Task statement: An exact copy of every entry is the required answer.

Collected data

======

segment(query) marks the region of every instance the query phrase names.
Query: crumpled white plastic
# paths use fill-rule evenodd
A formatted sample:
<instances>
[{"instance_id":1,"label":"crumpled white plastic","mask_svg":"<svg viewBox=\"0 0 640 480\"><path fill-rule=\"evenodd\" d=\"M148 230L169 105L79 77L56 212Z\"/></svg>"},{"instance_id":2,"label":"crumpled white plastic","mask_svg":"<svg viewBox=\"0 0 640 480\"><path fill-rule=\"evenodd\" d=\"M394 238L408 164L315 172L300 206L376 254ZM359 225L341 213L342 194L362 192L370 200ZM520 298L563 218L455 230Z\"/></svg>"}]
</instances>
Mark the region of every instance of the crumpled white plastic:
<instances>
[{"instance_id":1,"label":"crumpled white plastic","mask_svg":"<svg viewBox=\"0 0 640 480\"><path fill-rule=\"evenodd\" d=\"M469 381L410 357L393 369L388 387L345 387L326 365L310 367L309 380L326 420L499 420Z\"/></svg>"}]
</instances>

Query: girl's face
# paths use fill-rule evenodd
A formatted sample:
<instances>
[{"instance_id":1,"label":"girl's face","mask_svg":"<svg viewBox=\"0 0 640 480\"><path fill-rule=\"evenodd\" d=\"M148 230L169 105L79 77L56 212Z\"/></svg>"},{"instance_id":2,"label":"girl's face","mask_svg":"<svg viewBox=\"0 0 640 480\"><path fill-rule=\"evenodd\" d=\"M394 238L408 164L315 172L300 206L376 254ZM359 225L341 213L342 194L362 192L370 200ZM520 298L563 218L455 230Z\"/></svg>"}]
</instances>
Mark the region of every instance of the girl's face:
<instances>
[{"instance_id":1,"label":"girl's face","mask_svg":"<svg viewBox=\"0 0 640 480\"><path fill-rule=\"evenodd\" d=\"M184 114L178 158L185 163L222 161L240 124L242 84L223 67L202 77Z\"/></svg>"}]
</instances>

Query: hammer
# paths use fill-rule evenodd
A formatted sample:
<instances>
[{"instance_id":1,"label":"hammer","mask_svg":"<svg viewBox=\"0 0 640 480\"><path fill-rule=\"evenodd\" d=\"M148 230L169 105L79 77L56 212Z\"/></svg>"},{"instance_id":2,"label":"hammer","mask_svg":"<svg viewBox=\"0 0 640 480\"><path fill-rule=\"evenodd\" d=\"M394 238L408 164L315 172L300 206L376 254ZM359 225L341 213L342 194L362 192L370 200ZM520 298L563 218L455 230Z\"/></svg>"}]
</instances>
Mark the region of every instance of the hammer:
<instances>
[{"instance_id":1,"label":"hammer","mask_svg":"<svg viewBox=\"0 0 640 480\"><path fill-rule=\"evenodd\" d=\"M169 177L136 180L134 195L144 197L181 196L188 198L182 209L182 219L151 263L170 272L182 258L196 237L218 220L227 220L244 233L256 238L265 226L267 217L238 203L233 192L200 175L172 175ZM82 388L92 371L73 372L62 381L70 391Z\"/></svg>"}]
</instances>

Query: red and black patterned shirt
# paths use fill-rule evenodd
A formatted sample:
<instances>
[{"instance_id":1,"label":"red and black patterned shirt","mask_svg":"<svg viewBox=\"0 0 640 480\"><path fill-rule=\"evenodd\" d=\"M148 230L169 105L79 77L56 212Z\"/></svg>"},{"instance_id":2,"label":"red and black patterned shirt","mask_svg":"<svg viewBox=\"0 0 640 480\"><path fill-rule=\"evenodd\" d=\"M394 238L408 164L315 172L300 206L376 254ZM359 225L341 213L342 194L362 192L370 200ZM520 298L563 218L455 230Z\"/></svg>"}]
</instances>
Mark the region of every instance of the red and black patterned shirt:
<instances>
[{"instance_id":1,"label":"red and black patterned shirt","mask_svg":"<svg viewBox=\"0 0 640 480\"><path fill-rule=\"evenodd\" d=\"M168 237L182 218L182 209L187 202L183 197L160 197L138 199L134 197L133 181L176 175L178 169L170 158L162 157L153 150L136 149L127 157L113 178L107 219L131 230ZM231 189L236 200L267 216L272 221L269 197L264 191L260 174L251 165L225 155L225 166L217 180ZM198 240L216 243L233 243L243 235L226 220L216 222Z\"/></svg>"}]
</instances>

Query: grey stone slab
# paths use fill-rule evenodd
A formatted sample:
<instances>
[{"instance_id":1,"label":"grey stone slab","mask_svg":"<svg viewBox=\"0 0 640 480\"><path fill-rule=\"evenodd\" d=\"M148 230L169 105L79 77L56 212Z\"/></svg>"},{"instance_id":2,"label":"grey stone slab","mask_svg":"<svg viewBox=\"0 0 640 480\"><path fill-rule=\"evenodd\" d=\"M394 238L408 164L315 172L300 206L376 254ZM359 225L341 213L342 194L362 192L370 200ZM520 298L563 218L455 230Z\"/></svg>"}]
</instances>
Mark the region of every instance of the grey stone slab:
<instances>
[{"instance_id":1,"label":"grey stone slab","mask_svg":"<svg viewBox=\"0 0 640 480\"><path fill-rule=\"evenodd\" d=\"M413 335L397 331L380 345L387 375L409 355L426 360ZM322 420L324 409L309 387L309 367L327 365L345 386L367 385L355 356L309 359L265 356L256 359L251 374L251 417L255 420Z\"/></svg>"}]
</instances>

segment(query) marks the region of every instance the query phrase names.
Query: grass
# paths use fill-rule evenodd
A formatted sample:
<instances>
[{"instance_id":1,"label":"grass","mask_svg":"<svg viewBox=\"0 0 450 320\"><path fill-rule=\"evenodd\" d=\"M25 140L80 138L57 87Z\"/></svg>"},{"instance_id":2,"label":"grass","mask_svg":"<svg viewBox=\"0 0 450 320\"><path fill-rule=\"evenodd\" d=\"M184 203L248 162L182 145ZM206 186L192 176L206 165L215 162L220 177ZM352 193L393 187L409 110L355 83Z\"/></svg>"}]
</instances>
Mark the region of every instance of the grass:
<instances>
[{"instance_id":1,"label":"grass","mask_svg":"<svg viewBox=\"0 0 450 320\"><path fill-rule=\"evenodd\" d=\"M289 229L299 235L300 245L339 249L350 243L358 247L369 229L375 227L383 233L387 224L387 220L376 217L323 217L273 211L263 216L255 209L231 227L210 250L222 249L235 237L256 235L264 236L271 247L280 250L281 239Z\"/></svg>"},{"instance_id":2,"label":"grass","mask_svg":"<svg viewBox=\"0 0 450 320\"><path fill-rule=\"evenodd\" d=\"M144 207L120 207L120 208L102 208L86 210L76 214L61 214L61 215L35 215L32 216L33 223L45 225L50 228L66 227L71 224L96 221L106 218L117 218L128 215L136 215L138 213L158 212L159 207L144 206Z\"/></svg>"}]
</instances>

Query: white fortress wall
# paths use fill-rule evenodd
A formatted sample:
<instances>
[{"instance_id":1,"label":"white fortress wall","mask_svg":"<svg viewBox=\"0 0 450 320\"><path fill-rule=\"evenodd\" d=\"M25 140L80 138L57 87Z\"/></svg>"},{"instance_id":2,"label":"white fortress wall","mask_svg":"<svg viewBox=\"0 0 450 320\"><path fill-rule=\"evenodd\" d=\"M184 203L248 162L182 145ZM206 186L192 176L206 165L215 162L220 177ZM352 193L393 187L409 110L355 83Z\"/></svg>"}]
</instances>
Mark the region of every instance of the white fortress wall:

======

Solution for this task:
segment(query) marks the region of every instance the query phrase names.
Query: crumpled white plastic
# paths use fill-rule evenodd
A formatted sample:
<instances>
[{"instance_id":1,"label":"crumpled white plastic","mask_svg":"<svg viewBox=\"0 0 640 480\"><path fill-rule=\"evenodd\" d=\"M148 230L169 105L79 77L56 212Z\"/></svg>"},{"instance_id":2,"label":"crumpled white plastic","mask_svg":"<svg viewBox=\"0 0 640 480\"><path fill-rule=\"evenodd\" d=\"M394 238L408 164L315 172L300 206L376 254ZM359 225L341 213L342 194L362 192L370 200ZM520 298L563 218L455 230Z\"/></svg>"}]
</instances>
Mark the region of every instance of the crumpled white plastic:
<instances>
[{"instance_id":1,"label":"crumpled white plastic","mask_svg":"<svg viewBox=\"0 0 640 480\"><path fill-rule=\"evenodd\" d=\"M469 381L410 357L393 369L388 387L345 387L326 365L310 367L309 380L326 420L499 420Z\"/></svg>"}]
</instances>

Query: girl's face
# paths use fill-rule evenodd
A formatted sample:
<instances>
[{"instance_id":1,"label":"girl's face","mask_svg":"<svg viewBox=\"0 0 640 480\"><path fill-rule=\"evenodd\" d=\"M148 230L169 105L79 77L56 212Z\"/></svg>"},{"instance_id":2,"label":"girl's face","mask_svg":"<svg viewBox=\"0 0 640 480\"><path fill-rule=\"evenodd\" d=\"M394 238L408 164L315 172L300 206L376 254ZM359 225L341 213L342 194L362 192L370 200ZM520 298L563 218L455 230Z\"/></svg>"}]
</instances>
Mark the region of every instance of the girl's face:
<instances>
[{"instance_id":1,"label":"girl's face","mask_svg":"<svg viewBox=\"0 0 640 480\"><path fill-rule=\"evenodd\" d=\"M184 114L178 158L185 163L222 161L240 124L242 84L223 67L202 77Z\"/></svg>"}]
</instances>

Query: hammer
# paths use fill-rule evenodd
A formatted sample:
<instances>
[{"instance_id":1,"label":"hammer","mask_svg":"<svg viewBox=\"0 0 640 480\"><path fill-rule=\"evenodd\" d=\"M148 230L169 105L79 77L56 212Z\"/></svg>"},{"instance_id":2,"label":"hammer","mask_svg":"<svg viewBox=\"0 0 640 480\"><path fill-rule=\"evenodd\" d=\"M394 238L408 164L315 172L300 206L376 254ZM359 225L341 213L342 194L362 192L370 200ZM520 298L563 218L455 230Z\"/></svg>"}]
</instances>
Mark the region of every instance of the hammer:
<instances>
[{"instance_id":1,"label":"hammer","mask_svg":"<svg viewBox=\"0 0 640 480\"><path fill-rule=\"evenodd\" d=\"M169 177L136 180L134 195L144 197L181 196L188 198L182 209L182 219L151 263L170 272L182 258L196 237L218 220L227 220L244 233L256 238L265 226L267 217L238 203L233 192L200 175L172 175ZM82 388L92 371L73 372L62 381L70 391Z\"/></svg>"}]
</instances>

Query: red and black patterned shirt
# paths use fill-rule evenodd
A formatted sample:
<instances>
[{"instance_id":1,"label":"red and black patterned shirt","mask_svg":"<svg viewBox=\"0 0 640 480\"><path fill-rule=\"evenodd\" d=\"M148 230L169 105L79 77L56 212Z\"/></svg>"},{"instance_id":2,"label":"red and black patterned shirt","mask_svg":"<svg viewBox=\"0 0 640 480\"><path fill-rule=\"evenodd\" d=\"M394 238L408 164L315 172L300 206L376 254ZM359 225L341 213L342 194L362 192L370 200ZM520 298L563 218L455 230Z\"/></svg>"}]
</instances>
Mark the region of every instance of the red and black patterned shirt:
<instances>
[{"instance_id":1,"label":"red and black patterned shirt","mask_svg":"<svg viewBox=\"0 0 640 480\"><path fill-rule=\"evenodd\" d=\"M168 237L182 218L182 209L187 202L183 197L160 197L138 199L134 197L133 181L176 175L178 169L170 158L162 157L153 150L136 149L127 157L113 178L107 219L131 230ZM231 189L236 200L267 216L272 221L269 197L264 191L260 174L251 165L225 155L225 166L217 180ZM198 240L216 243L233 243L243 235L226 220L216 222Z\"/></svg>"}]
</instances>

Query: grey stone slab
# paths use fill-rule evenodd
A formatted sample:
<instances>
[{"instance_id":1,"label":"grey stone slab","mask_svg":"<svg viewBox=\"0 0 640 480\"><path fill-rule=\"evenodd\" d=\"M148 230L169 105L79 77L56 212Z\"/></svg>"},{"instance_id":2,"label":"grey stone slab","mask_svg":"<svg viewBox=\"0 0 640 480\"><path fill-rule=\"evenodd\" d=\"M394 238L408 164L315 172L300 206L376 254ZM359 225L341 213L342 194L362 192L370 200ZM520 298L563 218L455 230Z\"/></svg>"}]
</instances>
Mark the region of every instance of the grey stone slab:
<instances>
[{"instance_id":1,"label":"grey stone slab","mask_svg":"<svg viewBox=\"0 0 640 480\"><path fill-rule=\"evenodd\" d=\"M413 335L397 331L380 345L387 375L409 355L426 360ZM322 420L324 409L309 387L309 367L327 365L345 386L367 385L355 356L309 359L265 356L256 359L251 374L251 417L255 420Z\"/></svg>"}]
</instances>

segment(query) marks the region of every instance the query phrase names.
Query: grass
# paths use fill-rule evenodd
A formatted sample:
<instances>
[{"instance_id":1,"label":"grass","mask_svg":"<svg viewBox=\"0 0 450 320\"><path fill-rule=\"evenodd\" d=\"M25 140L80 138L57 87Z\"/></svg>"},{"instance_id":2,"label":"grass","mask_svg":"<svg viewBox=\"0 0 450 320\"><path fill-rule=\"evenodd\" d=\"M184 203L248 162L182 145ZM206 186L192 176L206 165L215 162L220 177ZM352 193L393 187L409 110L355 83Z\"/></svg>"}]
</instances>
Mark the region of every instance of the grass:
<instances>
[{"instance_id":1,"label":"grass","mask_svg":"<svg viewBox=\"0 0 450 320\"><path fill-rule=\"evenodd\" d=\"M289 229L299 235L300 245L339 249L350 243L358 247L369 229L375 227L383 233L387 224L387 220L376 217L323 217L273 211L263 216L255 209L231 227L210 250L222 249L235 237L256 235L264 236L271 247L280 250L281 239Z\"/></svg>"},{"instance_id":2,"label":"grass","mask_svg":"<svg viewBox=\"0 0 450 320\"><path fill-rule=\"evenodd\" d=\"M144 207L120 207L120 208L102 208L86 210L76 214L61 214L61 215L35 215L32 216L33 223L45 225L50 228L66 227L71 224L96 221L106 218L117 218L128 215L136 215L138 213L158 212L159 207L144 206Z\"/></svg>"}]
</instances>

Query: white fortress wall
# paths use fill-rule evenodd
A formatted sample:
<instances>
[{"instance_id":1,"label":"white fortress wall","mask_svg":"<svg viewBox=\"0 0 450 320\"><path fill-rule=\"evenodd\" d=\"M25 140L80 138L57 87Z\"/></svg>"},{"instance_id":2,"label":"white fortress wall","mask_svg":"<svg viewBox=\"0 0 450 320\"><path fill-rule=\"evenodd\" d=\"M184 203L248 162L182 145ZM206 186L192 176L206 165L215 162L220 177ZM352 193L393 187L409 110L355 83Z\"/></svg>"}]
</instances>
Mark the region of every instance of the white fortress wall:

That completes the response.